▶ **Recorded data**:
|---|

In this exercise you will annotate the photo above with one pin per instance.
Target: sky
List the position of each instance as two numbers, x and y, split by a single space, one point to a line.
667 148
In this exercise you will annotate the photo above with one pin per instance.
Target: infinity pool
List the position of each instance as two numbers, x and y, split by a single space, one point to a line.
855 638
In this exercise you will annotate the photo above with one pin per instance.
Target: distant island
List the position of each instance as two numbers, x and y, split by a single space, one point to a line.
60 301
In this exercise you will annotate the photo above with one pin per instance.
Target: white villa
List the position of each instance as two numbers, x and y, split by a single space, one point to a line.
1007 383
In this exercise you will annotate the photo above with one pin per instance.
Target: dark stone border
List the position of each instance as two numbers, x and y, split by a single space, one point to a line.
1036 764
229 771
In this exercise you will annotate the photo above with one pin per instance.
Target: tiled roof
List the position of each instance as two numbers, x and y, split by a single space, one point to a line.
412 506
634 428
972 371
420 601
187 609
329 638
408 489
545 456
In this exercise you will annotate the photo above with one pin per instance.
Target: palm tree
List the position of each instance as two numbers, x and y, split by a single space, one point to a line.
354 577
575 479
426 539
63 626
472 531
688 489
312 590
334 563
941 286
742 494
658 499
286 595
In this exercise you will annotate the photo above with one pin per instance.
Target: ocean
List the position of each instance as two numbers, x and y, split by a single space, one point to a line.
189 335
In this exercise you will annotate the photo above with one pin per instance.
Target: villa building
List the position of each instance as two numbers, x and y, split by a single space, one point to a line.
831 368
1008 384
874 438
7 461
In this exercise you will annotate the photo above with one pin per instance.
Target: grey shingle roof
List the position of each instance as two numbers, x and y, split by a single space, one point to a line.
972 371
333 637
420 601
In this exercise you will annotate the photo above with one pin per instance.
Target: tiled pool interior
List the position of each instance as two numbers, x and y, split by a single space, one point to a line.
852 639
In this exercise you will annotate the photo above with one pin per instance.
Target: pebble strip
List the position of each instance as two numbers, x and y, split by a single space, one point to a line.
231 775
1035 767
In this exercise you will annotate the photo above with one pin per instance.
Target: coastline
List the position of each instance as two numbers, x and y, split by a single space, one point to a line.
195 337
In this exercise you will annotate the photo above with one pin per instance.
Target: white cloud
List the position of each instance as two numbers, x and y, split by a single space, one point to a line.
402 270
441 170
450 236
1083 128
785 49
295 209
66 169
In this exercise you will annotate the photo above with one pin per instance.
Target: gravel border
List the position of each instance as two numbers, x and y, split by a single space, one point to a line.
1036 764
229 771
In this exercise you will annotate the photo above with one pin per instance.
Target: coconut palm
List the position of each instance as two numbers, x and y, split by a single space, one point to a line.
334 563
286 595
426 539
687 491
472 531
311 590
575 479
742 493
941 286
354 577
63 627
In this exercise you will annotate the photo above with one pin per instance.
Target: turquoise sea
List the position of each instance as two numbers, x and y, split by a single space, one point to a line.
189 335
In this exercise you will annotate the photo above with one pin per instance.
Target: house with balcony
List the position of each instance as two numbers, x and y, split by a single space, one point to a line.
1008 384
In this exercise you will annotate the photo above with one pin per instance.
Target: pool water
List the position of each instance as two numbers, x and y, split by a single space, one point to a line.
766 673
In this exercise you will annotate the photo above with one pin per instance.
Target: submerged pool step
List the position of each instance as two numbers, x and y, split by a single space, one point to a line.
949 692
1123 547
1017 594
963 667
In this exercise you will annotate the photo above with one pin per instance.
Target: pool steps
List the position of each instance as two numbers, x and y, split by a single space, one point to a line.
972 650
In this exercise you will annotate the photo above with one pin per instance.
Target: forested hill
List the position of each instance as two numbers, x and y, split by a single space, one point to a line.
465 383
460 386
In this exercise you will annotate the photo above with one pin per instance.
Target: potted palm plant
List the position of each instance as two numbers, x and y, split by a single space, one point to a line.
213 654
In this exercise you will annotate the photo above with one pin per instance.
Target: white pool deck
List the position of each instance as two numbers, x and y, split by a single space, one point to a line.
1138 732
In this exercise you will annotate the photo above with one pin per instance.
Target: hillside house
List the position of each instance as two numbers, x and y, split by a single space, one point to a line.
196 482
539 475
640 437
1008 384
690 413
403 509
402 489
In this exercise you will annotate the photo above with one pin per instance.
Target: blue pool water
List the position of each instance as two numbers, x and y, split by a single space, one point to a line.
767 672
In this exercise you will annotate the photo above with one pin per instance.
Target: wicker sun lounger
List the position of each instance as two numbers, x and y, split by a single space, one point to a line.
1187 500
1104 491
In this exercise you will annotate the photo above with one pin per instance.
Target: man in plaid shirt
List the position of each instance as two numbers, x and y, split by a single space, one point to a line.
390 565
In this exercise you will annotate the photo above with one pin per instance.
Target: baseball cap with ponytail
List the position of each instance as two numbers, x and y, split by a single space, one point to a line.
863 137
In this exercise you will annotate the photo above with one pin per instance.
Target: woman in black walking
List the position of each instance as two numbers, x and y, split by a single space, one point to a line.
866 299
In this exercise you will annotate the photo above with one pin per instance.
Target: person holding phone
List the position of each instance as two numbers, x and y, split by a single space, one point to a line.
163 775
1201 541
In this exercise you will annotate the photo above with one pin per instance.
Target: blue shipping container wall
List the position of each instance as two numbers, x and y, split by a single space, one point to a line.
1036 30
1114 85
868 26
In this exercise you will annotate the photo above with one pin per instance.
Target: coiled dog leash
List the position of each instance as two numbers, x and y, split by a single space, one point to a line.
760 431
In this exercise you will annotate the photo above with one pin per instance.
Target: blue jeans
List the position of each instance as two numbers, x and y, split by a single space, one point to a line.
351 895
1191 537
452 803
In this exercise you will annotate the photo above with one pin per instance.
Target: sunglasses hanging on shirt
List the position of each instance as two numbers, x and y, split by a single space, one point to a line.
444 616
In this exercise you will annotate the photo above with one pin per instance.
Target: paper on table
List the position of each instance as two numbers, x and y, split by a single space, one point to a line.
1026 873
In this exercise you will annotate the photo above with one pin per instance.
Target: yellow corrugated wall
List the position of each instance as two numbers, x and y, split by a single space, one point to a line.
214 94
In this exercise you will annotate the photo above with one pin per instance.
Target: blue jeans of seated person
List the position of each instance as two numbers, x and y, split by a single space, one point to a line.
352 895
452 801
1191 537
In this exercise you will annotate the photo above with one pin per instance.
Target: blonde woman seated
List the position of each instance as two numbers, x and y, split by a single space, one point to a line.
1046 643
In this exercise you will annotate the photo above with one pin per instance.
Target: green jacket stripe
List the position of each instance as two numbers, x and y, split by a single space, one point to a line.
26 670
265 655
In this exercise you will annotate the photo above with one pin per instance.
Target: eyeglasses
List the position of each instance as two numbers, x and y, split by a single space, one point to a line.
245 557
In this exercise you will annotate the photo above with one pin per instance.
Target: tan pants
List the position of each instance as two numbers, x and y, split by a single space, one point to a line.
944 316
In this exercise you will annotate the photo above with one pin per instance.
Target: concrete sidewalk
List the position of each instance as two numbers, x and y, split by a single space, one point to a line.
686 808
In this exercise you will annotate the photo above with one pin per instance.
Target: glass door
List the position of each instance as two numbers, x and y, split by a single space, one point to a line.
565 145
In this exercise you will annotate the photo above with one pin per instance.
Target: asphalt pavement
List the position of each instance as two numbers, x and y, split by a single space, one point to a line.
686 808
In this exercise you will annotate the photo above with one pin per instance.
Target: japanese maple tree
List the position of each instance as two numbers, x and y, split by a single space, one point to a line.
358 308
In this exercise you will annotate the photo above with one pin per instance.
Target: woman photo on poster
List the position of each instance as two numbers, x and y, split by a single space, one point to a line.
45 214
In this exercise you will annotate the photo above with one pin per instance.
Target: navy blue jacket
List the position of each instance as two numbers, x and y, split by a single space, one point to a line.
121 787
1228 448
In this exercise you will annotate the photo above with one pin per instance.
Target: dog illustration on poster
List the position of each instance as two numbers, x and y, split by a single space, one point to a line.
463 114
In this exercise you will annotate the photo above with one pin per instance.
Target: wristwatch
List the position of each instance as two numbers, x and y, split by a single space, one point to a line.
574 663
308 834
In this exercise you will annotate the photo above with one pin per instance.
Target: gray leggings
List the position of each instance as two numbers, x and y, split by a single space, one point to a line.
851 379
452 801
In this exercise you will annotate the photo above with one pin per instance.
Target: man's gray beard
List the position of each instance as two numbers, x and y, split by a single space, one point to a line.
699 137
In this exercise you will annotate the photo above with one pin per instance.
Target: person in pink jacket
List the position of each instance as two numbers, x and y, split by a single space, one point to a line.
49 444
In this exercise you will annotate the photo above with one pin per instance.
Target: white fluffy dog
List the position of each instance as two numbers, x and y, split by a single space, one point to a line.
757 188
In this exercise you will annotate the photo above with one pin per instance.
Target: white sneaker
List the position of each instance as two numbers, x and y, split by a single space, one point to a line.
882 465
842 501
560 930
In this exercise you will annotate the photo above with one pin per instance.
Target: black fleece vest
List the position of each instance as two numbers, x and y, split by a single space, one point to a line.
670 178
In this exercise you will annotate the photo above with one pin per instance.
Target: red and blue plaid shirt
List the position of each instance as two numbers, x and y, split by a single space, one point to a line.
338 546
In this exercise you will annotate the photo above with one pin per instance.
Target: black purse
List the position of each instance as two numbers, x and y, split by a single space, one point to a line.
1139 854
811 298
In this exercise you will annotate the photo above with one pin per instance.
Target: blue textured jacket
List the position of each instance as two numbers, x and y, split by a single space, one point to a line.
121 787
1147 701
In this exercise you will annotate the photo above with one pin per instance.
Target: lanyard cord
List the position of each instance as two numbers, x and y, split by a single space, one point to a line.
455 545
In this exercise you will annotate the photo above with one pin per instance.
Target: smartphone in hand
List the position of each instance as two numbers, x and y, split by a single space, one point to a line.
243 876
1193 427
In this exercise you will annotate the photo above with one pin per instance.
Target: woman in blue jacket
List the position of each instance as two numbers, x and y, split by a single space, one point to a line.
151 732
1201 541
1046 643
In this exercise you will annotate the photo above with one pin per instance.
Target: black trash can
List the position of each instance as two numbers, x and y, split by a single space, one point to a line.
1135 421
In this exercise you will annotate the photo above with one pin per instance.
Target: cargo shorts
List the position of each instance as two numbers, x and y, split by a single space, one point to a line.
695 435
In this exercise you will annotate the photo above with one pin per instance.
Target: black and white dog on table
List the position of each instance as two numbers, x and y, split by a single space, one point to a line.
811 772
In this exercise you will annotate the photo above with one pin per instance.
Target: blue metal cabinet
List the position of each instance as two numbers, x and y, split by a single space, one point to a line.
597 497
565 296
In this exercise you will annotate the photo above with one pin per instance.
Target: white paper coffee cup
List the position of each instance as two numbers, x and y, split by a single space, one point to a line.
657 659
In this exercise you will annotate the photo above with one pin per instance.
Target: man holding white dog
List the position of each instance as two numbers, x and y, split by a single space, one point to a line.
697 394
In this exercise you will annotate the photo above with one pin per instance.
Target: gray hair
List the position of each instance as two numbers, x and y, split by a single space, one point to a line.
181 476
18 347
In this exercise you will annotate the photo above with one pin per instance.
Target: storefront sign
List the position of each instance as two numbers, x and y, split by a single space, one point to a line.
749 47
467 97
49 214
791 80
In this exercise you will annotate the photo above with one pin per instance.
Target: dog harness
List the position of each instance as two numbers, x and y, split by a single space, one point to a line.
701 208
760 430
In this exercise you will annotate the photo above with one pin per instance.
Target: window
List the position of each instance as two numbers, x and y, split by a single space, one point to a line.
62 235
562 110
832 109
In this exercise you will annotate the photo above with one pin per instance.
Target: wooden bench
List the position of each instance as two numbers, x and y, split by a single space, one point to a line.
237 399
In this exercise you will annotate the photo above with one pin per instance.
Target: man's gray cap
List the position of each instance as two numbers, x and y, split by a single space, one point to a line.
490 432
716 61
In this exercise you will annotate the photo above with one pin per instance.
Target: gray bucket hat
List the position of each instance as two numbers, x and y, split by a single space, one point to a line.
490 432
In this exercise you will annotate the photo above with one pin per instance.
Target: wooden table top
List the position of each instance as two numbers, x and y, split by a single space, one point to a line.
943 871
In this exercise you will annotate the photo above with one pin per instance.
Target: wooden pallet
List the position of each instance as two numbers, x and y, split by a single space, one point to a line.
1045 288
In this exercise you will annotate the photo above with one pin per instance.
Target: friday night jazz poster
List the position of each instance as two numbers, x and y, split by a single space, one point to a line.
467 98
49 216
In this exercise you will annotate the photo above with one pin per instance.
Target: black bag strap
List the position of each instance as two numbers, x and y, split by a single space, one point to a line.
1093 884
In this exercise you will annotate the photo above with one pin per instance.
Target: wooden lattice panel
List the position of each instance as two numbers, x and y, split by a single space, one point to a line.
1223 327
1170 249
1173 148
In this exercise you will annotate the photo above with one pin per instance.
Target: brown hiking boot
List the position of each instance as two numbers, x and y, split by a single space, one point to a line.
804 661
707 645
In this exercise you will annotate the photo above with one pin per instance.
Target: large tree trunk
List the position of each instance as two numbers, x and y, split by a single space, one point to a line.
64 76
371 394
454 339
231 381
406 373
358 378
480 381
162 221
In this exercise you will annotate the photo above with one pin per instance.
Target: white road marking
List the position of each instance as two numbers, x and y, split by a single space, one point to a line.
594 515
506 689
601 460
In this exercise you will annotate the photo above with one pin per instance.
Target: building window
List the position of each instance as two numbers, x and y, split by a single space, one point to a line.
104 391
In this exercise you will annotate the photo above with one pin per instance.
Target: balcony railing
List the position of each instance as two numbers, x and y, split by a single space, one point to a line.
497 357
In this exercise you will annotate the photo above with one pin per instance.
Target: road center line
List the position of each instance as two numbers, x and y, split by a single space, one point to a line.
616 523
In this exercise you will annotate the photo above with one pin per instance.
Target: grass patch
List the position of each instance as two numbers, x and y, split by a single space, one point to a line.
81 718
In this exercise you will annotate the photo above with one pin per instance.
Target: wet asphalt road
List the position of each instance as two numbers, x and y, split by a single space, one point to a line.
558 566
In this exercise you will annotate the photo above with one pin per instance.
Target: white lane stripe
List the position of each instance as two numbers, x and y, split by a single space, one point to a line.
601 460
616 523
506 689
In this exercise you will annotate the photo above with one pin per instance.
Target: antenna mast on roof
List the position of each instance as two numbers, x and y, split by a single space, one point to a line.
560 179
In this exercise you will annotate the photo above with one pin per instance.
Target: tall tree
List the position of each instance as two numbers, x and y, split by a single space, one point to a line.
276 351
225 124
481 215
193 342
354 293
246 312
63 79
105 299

|---|

▶ **What you have to do**: How many of the lines above contain the string "person"? Treat case as significant, and reply with the number alone.

▶ **Solution**: 3